-- Begin Text provided --

- Promotion: Ring of Honor
- Date: December 16, 2012
- City: New York, New York
- Venue: Hammerstein Ballroom
- Attendance: 2,000

Pay-per-view chronology
| ← Previous Glory By Honor XI: The Unbreakable Hope | Next → 11th Anniversary Show |

Final Battle chronology
| ← Previous 2011 | Next → 2013 |

= Final Battle 2012: Doomsday =

Professional wrestling event

Final Battle 2012: Doomsday was the 11th ROH Final Battle professional wrestling internet pay-per-view (iPPV) event produced by Ring of Honor (ROH). It took place on December 16, 2012 at the Hammerstein Ballroom in New York, New York.

==Storylines==
Final Battle 2012: Doomsday featured professional wrestling matches which involved different wrestlers from pre-existing scripted feuds, plots, and storylines that played out on ROH's television programs. Wrestlers portrayed villains or heroes as they followed a series of events that built tension and culminated in a wrestling match or series of matches.

-- End Text provided --
-- Begin Dataset entries --

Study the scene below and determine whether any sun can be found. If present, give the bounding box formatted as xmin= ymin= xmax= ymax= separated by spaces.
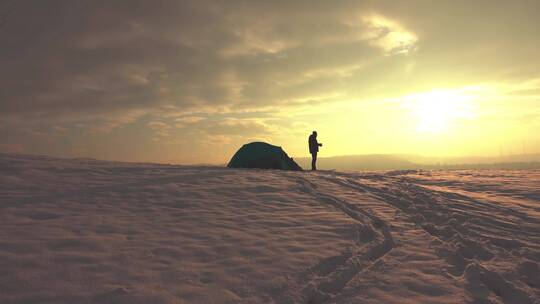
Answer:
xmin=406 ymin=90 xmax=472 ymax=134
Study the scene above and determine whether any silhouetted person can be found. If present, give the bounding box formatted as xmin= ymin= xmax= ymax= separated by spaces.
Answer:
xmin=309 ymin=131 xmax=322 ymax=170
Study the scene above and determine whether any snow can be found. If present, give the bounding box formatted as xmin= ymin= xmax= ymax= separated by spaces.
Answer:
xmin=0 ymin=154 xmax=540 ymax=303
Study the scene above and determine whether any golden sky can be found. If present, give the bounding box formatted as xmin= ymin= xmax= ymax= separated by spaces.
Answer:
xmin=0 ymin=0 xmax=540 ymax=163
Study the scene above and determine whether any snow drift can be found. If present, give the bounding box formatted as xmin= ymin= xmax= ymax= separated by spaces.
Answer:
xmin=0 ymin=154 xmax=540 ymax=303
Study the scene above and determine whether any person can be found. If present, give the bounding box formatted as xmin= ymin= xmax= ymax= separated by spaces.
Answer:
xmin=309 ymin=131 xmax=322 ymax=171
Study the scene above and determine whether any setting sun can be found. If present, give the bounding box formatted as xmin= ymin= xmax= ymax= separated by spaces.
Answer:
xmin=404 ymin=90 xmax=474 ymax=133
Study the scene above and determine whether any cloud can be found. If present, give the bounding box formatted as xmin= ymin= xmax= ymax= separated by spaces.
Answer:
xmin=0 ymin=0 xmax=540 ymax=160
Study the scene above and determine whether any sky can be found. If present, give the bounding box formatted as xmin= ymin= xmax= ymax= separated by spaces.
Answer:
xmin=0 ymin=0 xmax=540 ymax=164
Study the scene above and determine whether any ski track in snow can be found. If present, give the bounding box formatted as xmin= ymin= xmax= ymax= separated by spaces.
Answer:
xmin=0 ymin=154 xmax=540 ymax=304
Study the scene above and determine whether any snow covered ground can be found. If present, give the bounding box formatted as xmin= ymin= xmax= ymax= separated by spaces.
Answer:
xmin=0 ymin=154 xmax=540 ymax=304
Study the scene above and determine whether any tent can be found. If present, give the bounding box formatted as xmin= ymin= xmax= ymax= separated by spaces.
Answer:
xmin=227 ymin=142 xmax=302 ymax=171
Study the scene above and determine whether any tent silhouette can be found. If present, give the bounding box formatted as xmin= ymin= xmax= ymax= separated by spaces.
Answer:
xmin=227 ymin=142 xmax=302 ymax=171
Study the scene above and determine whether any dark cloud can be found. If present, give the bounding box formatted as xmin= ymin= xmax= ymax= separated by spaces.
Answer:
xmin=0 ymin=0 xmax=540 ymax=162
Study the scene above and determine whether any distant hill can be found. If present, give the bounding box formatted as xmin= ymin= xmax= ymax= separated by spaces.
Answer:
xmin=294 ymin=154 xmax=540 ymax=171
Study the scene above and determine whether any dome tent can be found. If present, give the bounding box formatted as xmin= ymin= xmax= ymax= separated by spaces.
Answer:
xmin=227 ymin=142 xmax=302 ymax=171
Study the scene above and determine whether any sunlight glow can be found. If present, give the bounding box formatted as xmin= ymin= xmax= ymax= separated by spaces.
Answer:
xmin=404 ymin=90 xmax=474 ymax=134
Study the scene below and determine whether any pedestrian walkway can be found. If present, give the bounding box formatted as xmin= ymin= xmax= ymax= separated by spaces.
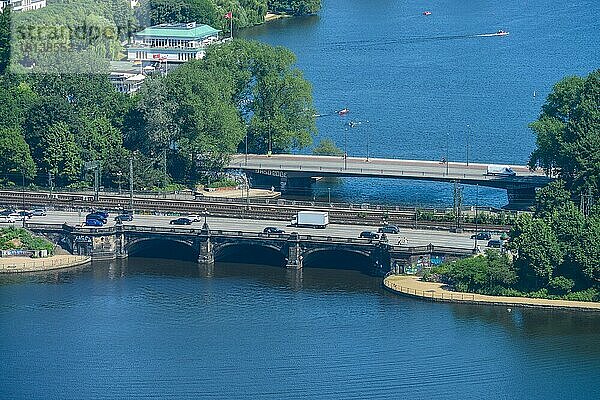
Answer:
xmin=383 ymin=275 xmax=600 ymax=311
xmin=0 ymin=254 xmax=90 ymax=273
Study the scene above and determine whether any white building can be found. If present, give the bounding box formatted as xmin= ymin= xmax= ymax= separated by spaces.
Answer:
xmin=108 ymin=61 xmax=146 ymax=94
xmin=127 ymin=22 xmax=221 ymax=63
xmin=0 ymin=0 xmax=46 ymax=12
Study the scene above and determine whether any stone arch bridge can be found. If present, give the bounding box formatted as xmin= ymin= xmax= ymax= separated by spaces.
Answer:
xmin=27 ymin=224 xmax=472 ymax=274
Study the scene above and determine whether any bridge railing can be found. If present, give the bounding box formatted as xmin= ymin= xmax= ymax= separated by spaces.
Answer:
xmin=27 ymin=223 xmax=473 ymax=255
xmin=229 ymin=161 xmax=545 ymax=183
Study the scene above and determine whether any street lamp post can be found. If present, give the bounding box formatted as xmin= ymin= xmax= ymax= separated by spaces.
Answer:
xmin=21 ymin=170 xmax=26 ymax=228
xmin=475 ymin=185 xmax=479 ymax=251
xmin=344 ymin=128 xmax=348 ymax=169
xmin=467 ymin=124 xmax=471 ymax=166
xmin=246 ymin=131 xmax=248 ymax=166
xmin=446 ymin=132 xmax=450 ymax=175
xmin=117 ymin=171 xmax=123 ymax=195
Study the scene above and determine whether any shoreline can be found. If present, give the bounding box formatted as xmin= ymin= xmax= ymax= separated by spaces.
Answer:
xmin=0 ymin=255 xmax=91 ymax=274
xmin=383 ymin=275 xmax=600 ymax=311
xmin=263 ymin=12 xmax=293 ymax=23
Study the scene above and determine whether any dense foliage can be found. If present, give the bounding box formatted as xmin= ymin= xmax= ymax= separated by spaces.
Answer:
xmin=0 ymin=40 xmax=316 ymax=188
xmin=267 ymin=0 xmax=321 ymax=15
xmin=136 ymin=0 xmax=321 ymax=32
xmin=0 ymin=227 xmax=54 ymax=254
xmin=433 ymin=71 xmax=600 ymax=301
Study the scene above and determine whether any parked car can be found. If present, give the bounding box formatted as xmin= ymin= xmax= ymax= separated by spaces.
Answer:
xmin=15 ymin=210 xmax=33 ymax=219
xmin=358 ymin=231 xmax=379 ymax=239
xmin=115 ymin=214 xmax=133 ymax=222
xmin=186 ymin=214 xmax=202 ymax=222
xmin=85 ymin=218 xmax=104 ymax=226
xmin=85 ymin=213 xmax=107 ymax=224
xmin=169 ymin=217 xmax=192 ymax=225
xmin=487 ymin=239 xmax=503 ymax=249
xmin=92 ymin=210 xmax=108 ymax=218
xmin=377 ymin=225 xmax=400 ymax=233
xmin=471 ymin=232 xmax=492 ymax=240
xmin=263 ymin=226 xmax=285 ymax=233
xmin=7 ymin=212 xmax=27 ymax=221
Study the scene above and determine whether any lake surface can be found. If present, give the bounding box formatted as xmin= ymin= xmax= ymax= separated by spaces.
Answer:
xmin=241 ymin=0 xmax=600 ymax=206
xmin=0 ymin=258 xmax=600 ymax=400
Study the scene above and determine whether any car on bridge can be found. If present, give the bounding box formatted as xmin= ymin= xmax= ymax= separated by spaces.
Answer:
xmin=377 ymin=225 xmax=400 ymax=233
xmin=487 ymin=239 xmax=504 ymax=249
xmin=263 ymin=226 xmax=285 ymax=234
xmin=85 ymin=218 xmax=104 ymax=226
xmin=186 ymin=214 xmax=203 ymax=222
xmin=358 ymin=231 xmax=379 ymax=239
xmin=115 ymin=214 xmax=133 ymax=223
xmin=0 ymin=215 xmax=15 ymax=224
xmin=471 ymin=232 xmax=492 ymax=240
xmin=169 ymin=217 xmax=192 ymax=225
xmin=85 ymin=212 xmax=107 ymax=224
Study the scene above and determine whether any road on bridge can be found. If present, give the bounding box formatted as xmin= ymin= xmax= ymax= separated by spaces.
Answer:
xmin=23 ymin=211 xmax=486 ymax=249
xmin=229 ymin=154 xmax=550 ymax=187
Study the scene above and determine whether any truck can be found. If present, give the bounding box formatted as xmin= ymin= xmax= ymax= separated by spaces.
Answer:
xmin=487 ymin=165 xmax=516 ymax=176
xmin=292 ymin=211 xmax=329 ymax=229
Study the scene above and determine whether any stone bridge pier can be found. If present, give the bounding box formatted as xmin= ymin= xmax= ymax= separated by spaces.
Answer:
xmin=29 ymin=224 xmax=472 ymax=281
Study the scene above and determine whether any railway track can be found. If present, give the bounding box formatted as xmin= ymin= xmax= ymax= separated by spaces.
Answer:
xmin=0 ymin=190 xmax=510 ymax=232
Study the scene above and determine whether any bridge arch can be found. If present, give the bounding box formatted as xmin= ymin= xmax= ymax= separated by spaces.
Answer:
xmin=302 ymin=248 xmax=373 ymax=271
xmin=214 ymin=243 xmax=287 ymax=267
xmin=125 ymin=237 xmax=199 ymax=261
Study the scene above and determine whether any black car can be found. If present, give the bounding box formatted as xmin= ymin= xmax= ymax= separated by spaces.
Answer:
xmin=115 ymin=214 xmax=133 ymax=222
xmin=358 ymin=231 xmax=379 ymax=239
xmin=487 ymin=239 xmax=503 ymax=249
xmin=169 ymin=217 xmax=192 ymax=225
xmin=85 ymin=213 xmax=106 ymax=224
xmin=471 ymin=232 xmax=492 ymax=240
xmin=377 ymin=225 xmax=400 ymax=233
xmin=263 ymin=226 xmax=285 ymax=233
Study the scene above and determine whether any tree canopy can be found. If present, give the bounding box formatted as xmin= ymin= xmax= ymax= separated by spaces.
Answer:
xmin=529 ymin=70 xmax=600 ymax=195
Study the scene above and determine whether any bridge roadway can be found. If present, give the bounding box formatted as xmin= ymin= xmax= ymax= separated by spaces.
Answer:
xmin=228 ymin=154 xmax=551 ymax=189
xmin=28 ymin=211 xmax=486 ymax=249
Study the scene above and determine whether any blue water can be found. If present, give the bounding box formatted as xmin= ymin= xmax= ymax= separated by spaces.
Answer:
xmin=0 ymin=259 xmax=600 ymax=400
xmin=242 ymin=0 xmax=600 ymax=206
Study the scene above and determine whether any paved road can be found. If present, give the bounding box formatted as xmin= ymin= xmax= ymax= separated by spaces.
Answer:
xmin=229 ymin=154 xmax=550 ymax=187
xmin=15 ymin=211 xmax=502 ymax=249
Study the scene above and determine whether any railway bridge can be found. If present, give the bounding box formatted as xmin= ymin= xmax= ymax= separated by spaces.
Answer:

-- End Dataset entries --

Exercise aim. Copy the Final Battle 2012 text again from "Pay-per-view chronology" through "series of matches.", swapping in "antagonists" wherever "villains" appears.

Result.
Pay-per-view chronology
| ← Previous Glory By Honor XI: The Unbreakable Hope | Next → 11th Anniversary Show |

Final Battle chronology
| ← Previous 2011 | Next → 2013 |

= Final Battle 2012: Doomsday =

Professional wrestling event

Final Battle 2012: Doomsday was the 11th ROH Final Battle professional wrestling internet pay-per-view (iPPV) event produced by Ring of Honor (ROH). It took place on December 16, 2012 at the Hammerstein Ballroom in New York, New York.

==Storylines==
Final Battle 2012: Doomsday featured professional wrestling matches which involved different wrestlers from pre-existing scripted feuds, plots, and storylines that played out on ROH's television programs. Wrestlers portrayed antagonists or heroes as they followed a series of events that built tension and culminated in a wrestling match or series of matches.